======== Passage for review
Concerning the discourse of limiting the number of Supreme Court judges, he stated that, while he acknowledged the significant expenses associated with compensating Supreme Court judges, he believed there should be some flexibility in addressing the issue. He further added that, as of July 2023, there were 595 pending cases in the Supreme Court, highlighting the human resource challenges the court faces. Despite the court's diligent efforts to resolve cases, the increasing caseload was a driving factor behind the situation.

On the issue of the Human Sexual Rights and Ghanaian Family Values Bill of 2021, a bill that aims to regulate human sexual rights and family values, specifically targeting LGBTQ+ activities, he urged Parliament to carefully consider all input on the "Promotion of Proper Human Sexual Rights and Ghanaian Family Values Bill, 2022." He stressed the importance of crafting a law that benefits all Ghanaians. Justice Adjei-Frimpong highlighted his duty as a judge to apply the law after Parliament's decisions. During his vetting by the Appointment Committee, he expressed the need for the House to consider stakeholder comments and issues raised in the debate. In response to a question about potential discrimination against minority sexual groups, he reiterated his commitment to following the law.

He was unanimously approved by Parliament on 23 December 2023. The unanimous approval followed the adoption of the 33rd report of the Appointments Committee, which had vetted him and his two other colleague Justices of the Court of Appeal on 20 December 2023. Joseph Osei-Owusu, the chairman of the committee and First Deputy Speaker, presented the report, highlighting his demonstrated knowledge and expertise in the law. The First Deputy Speaker then moved a motion for the House to adopt the committee's recommendation to approve the nominees by consensus.

=== Swearing-in ===
Adjei-Frimpong was sworn into office by President Akufo-Addo on 3 January 2024. The ceremony, in accordance with Article 144 (2) of the 1992 Constitution, marked the appointment of Adjei-Frimpong and his two other colleagues to the Supreme Court. The event, held at the Jubilee House in Accra, included the taking of Allegiance, Judicial, and Secrecy oaths, with the President presenting him with a Warrant of Appointment.

President Akufo-Addo emphasised the Supreme Court's role as the policy court, making crucial decisions on the legal aspects of the country's socio-economic development. He urged the newly appointed justices to ensure that the judiciary earns the people's respect through the quality of justice delivery and the conduct of its judges. The President highlighted the importance of applying the laws without bias, as outlined in the Judicial Oath, irrespective of political, religious, or ethnic affiliations.

Dignitaries in attendance at the ceremony were the Chief Justice, Justice Gertrude Torkornoo, members of the Judicial Council, the President of the ECOWAS Court of Justice, the Chief of Staff, Akosua Frema Osei-Opare, and Attorney General and Minister of Justice, Godfred Yeboah Dame.

==Awards==
Among his accolades, the Adjei-Frimpong received the S.Y. Bimpong-Buta Award for the Best Student in Interpretation of Deeds and Statutes in 1998 and an Award for Patriotic Service to the Country and Humanity in 2019.

==Personal life==
In his free time, he enjoys reading, researching, and playing lawn tennis.
================
Goal of the exercise -
Summarize the text about Justice Adjei-Frimpong in three sentences.
======== Recorded data
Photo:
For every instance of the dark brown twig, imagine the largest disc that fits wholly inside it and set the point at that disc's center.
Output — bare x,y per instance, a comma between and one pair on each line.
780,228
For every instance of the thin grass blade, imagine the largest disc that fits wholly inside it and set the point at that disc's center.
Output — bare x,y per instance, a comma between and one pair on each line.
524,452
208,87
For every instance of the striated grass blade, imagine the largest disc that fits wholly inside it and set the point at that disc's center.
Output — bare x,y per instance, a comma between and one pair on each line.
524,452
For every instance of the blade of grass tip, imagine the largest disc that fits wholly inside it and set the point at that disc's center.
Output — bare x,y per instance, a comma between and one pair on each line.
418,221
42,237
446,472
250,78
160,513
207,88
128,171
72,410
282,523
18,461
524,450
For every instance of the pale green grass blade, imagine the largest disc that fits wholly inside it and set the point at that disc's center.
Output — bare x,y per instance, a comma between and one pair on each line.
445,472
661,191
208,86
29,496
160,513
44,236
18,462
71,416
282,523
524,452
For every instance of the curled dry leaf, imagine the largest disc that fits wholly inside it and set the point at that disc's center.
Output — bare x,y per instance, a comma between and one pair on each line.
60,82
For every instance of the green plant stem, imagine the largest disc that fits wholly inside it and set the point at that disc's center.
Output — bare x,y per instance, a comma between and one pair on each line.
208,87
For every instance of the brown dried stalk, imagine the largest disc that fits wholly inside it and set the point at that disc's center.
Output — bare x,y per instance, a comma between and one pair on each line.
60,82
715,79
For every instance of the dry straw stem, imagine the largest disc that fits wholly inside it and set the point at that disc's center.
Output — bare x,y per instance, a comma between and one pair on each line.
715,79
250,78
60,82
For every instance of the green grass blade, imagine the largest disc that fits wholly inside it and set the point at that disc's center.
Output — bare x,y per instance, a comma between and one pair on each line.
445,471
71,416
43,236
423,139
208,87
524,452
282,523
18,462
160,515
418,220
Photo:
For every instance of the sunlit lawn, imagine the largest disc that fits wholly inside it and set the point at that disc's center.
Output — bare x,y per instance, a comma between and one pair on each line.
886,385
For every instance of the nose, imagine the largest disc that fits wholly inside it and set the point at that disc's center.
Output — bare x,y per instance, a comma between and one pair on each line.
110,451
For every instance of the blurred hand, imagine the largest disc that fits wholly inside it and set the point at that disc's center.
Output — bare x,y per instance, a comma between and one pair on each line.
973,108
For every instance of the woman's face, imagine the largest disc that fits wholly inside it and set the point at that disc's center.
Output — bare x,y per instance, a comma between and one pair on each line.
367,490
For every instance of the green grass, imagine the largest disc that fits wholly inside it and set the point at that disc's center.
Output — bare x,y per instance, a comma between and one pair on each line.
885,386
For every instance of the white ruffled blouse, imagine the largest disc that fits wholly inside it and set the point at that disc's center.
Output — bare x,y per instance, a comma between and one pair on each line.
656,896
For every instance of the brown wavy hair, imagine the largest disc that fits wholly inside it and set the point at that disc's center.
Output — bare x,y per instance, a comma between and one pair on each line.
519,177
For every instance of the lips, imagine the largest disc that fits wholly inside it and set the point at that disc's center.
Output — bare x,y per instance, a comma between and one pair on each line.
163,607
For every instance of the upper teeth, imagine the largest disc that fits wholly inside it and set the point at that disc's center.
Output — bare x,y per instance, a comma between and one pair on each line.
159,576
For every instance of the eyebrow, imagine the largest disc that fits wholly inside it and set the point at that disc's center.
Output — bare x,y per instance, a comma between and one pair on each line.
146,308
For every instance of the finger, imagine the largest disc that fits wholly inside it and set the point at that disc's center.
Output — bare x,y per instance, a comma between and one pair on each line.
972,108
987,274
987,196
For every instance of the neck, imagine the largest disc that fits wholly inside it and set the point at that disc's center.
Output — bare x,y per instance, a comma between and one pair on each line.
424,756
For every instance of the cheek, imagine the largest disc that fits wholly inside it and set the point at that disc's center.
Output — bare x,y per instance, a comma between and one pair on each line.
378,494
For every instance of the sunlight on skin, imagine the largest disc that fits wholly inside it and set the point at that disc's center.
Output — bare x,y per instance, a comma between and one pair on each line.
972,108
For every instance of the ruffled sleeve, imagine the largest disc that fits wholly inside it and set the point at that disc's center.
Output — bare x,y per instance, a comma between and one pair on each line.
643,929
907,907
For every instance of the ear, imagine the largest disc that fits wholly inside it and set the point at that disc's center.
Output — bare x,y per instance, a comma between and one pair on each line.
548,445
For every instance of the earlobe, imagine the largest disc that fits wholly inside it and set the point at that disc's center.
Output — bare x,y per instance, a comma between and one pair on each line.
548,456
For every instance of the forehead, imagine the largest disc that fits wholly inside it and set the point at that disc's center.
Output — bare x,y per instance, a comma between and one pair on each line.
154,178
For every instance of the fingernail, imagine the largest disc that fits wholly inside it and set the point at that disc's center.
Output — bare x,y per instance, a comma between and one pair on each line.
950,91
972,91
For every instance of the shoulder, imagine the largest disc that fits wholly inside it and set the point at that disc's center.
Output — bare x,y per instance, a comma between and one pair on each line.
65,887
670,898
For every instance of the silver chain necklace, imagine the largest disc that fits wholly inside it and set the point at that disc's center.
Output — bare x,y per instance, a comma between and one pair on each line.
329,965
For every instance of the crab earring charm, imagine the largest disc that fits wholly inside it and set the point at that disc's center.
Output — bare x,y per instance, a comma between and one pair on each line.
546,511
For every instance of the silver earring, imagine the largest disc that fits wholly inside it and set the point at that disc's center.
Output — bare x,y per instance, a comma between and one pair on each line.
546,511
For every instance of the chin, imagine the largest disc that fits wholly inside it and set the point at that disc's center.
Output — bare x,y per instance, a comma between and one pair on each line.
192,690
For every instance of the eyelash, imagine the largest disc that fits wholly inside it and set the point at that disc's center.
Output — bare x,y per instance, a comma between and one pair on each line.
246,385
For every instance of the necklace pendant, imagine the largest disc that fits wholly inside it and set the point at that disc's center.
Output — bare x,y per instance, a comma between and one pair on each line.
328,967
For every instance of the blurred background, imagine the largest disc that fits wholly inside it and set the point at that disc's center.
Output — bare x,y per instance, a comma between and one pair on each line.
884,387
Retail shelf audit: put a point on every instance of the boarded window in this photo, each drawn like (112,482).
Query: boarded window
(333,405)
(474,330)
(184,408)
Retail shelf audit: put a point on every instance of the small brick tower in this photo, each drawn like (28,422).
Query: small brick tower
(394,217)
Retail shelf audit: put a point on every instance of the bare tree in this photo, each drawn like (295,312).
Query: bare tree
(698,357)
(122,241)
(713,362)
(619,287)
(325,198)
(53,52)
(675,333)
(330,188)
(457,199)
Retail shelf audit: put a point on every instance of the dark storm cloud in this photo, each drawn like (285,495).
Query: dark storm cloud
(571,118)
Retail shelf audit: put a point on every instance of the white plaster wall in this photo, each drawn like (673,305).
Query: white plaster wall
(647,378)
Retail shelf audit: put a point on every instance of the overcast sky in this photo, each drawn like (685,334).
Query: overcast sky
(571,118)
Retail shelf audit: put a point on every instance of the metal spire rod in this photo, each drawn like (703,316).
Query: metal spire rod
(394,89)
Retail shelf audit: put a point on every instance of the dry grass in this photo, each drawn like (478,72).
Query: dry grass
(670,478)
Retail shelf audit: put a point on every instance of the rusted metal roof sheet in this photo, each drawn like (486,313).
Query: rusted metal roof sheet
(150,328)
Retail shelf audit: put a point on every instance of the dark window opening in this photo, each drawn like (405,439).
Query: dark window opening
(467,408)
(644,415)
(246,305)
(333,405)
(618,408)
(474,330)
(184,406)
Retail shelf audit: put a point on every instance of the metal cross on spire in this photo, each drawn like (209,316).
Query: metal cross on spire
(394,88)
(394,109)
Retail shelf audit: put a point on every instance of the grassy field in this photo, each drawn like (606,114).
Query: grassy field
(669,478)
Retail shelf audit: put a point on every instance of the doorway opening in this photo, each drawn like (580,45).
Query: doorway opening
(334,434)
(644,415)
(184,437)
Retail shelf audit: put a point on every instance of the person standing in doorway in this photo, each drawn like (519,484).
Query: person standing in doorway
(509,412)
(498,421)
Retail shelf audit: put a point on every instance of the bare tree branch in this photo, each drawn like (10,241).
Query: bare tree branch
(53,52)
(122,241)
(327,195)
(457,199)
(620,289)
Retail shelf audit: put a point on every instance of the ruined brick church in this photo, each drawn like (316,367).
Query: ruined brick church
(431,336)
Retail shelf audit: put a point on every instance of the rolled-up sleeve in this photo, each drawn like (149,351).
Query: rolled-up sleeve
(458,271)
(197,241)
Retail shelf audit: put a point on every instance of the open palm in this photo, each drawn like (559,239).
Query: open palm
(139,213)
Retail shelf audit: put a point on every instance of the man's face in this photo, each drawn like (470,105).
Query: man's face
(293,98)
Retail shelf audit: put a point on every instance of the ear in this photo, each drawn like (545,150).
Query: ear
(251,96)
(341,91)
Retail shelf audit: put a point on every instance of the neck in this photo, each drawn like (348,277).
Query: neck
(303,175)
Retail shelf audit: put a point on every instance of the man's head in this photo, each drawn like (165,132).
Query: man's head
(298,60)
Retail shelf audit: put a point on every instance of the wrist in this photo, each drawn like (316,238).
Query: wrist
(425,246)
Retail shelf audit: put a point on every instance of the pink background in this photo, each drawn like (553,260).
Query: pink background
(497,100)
================
Answer for the task -
Justice Adjei-Frimpong said there should be some flexibility on limiting the number of Supreme Court judges, noting 595 pending cases as of July 2023. On the sexual rights and family values bill, he urged Parliament to consider all input and said his duty as a judge was to apply the law. Parliament unanimously approved him on 23 December 2023, and President Akufo-Addo swore him into office on 3 January 2024 at the Jubilee House in Accra, where the President urged the new justices to apply the laws without bias.